(Отрывок):
----------
Следующий шаг сделал Ньютон, изобретя понятие всемирного тяготения, которого тоже никто не видит и в которое никто не верит, разве что под влиянием авторитета. Причем он очень сомневался, для него это было нечто, имеющее ненаучный оттенок всяких астрологических соображений: невидимое — и действует. Но он был вынужден нехотя его признать, потому что не смог найти другого объяснения, хотя поначалу искал, и зафиксировал, что есть такое всемирное тяготение, и тем самым сказал новое слово в науке. Такого рода изобретения были главными моментами, когда прирастало физическое знание. Следующее понятие появилось аж через 150 лет, когда Максвелл ввел, а точнее развил идею Фарадея об электромагнитном поле. Потом чаще: Планк — квант, Эйнштейн — пространство-время, и так далее.
Метод современной науки опирается на веру человека в то, что в природе есть фундаментальные законы, и что человек может их познать, и при этом он свободен придумывать любые понятия, если только они ему помогут. Я приведу свидетельство о том, что это отнюдь не самоочевидно. Вот что пишет католический миссионер, работавший в Китае, в своем отчете в 1737 году: "Мы объясняем китайцам, что Бог, создавший Вселенную из ничего, управляет ей всеобщими законами, достойными его бесконечной мудрости, и что все творения подчиняются этим законам с изумительной регулярностью. Китайцы отвечают, что эти высокопарные слова не несут им никакого содержания. Законом они называют порядок, установленный законодателем, который имеет власть приписывать законы тем, кто способен их исполнять, а значит, способен их знать и понимать. Считать же, что Бог установил всеобщие законы, означает, что животные, растения и вообще все тела имеют знание об этих законах и, следовательно, наделены пониманием, что, как говорят китайцы, абсурдно". Это — здравый смысл. И оказывается, что этот здравый смысл мешает заниматься современной наукой, и помешал китайской цивилизации на 300 лет подключиться к европейским изобретениям.
----------
(Имеющиеся записи):

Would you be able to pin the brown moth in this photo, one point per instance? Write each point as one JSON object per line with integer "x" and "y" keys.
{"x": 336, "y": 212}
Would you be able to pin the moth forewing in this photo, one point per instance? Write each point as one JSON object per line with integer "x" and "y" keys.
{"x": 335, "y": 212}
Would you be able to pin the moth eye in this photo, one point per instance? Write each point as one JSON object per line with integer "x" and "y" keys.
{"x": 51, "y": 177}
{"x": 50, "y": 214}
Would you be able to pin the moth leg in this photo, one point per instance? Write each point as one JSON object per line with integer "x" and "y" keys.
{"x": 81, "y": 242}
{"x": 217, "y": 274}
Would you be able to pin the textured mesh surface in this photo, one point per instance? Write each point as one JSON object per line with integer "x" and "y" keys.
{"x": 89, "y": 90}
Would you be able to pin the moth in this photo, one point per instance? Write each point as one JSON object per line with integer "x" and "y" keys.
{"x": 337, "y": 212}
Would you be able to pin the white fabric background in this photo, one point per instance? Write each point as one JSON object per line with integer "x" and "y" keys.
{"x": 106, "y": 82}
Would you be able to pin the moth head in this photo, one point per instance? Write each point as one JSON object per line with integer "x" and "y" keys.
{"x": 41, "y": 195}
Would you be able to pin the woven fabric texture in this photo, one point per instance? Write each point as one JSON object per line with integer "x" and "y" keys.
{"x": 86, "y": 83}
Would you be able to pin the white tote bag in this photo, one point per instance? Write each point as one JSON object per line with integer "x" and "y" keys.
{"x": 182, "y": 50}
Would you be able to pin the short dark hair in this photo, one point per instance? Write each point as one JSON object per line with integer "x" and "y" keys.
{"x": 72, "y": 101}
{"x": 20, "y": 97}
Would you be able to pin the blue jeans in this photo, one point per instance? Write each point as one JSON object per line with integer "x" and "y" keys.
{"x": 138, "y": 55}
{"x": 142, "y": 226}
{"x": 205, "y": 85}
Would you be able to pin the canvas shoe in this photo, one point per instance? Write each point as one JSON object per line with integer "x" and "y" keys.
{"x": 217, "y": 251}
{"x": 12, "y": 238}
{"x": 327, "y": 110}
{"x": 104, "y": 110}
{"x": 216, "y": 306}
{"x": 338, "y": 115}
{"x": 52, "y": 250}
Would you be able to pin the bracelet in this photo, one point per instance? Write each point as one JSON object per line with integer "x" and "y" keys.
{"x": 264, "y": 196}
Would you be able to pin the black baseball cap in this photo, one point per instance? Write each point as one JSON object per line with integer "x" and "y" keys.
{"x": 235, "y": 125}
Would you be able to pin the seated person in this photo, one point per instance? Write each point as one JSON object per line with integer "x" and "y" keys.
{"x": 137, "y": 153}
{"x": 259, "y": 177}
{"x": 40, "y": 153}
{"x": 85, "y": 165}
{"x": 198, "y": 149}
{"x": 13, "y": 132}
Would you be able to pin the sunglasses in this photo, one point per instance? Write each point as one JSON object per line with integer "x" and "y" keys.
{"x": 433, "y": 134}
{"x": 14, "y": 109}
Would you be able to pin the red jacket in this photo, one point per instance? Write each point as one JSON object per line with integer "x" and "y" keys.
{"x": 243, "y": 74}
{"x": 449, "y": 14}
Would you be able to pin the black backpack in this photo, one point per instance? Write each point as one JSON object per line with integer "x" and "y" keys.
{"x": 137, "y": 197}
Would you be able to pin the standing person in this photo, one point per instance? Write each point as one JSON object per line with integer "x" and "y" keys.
----------
(Ваша цель):
Повторите дословно часть отрывка о научных понятиях, начиная со слов «Следующий шаг сделал» и заканчивая словами «и так далее.» включительно.

(Решение задачи):
Следующий шаг сделал Ньютон, изобретя понятие всемирного тяготения, которого тоже никто не видит и в которое никто не верит, разве что под влиянием авторитета. Причем он очень сомневался, для него это было нечто, имеющее ненаучный оттенок всяких астрологических соображений: невидимое — и действует. Но он был вынужден нехотя его признать, потому что не смог найти другого объяснения, хотя поначалу искал, и зафиксировал, что есть такое всемирное тяготение, и тем самым сказал новое слово в науке. Такого рода изобретения были главными моментами, когда прирастало физическое знание. Следующее понятие появилось аж через 150 лет, когда Максвелл ввел, а точнее развил идею Фарадея об электромагнитном поле. Потом чаще: Планк — квант, Эйнштейн — пространство-время, и так далее.